__PAGE EXCERPT__
--------------------------------
Private and public transplant centres share a waiting list. When an organ such as a heart, lung or liver is donated, it is allocated based on a points system that considers how long a patient has been in the queue, their age and what the chances are the transplant will be successful. 

Kidney donations are handled slightly differently, and also depend on the province’s approach. For example, at Groote Schuur Hospital in Cape Town, which also co-ordinates organ transplants for public hospitals in the Eastern Cape and Northern Cape, the centre from where the donor comes receives one of the pair of kidneys, and the other goes to a patient on the national waiting list. 

Jenna Lowe died a few months before her 21st birthday.
Jenna Lowe died a few months before her 21st birthday.
Image: Jenna Lowe Trust

At Charlotte Maxeke Hospital in Johannesburg, which co-ordinates organ transplants for other public hospitals in Gauteng, one of the donor’s kidneys goes to a private hospital and the other is given to a public hospital. 

However, despite this seemingly fair distribution, access to organ transplants isn’t equal between the two sectors.
--------------------------------
__COMPLETE THE FOLLOWING__
[1] Name every organ mentioned in the text on South African organ transplant allocation.
[2] Pick up the text on South African organ transplant allocation immediately after its final sentence and keep writing.

[Data entries]
--------------------------------
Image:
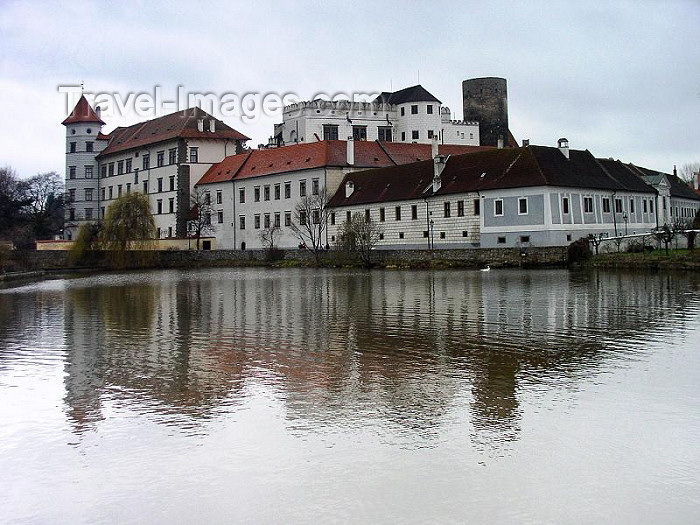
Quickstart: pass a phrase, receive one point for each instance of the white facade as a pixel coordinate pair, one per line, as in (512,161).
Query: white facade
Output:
(410,122)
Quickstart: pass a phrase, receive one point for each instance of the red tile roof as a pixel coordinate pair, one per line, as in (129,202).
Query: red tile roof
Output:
(319,154)
(82,112)
(182,124)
--------------------------------
__TASK-BY-TASK OUTPUTS__
[1] heart, lung, liver, kidney

[2]
report from the South African Renal Registry notes 54% of kidney transplants were performed in the public sector in 2020, in line with similar trends from Sats data for 2018

However, untangling the collapsed data paints a different picture. In the Western Cape, more than double the donated kidneys went to the public sector. In Gauteng though, where most organ transplants are performed, almost 90% of organs went to the private sector, including all livers, lungs and hearts. Only three out of 10 kidneys went to the public sector. 

Nationally, seven out of 10 organ recipients were in the private sector.

The department of health does not have its own data or a national register of donors and must rely on other organisations for information. Mohale said the department can’t confirm whether the data is accurate, but they’re “in the process of taking ownership of statistics in the near future”. 

Transplant surgeon at the Wits Donald Gordon Medical Centre and incoming Sats president Francisca van der Schyff said the lack of data and transparency surrounding organ allocations reduces the public’s trust in the health system

She said all hospitals should prioritise organ donation, but said it is difficult to motivate why institutions should invest in it without accurate data.

In response to questions about developing a national transplant policy, Mohale told Bhekisisa there are only “draft regulations on transplants that will cover living and deceased organ donations and allocations”.

There’s no magic wand, experts said.

However, countries around the world are trying to copy Spain, which is considered the gold standard for organ donation. The country has managed to increase donation rates almost 1.5 times since 1989, despite having an ageing population, many patients whose lifestyles push them towards organ failure and less money for a transplant programme than other countries in Europe.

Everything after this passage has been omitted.